> Brief
Omit every picture while repeating the entries exactly.
start
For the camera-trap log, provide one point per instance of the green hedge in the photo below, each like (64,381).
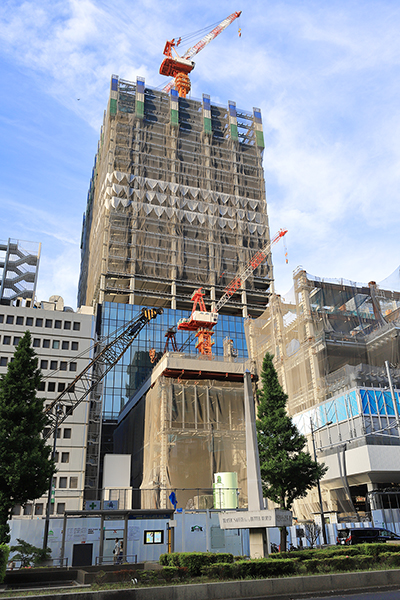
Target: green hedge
(328,560)
(257,569)
(194,561)
(4,552)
end
> Result
For the camera-trap log, provide one point per instance of the green hedge in the photo below, each like (64,381).
Target: green hedge
(328,560)
(257,569)
(194,561)
(4,552)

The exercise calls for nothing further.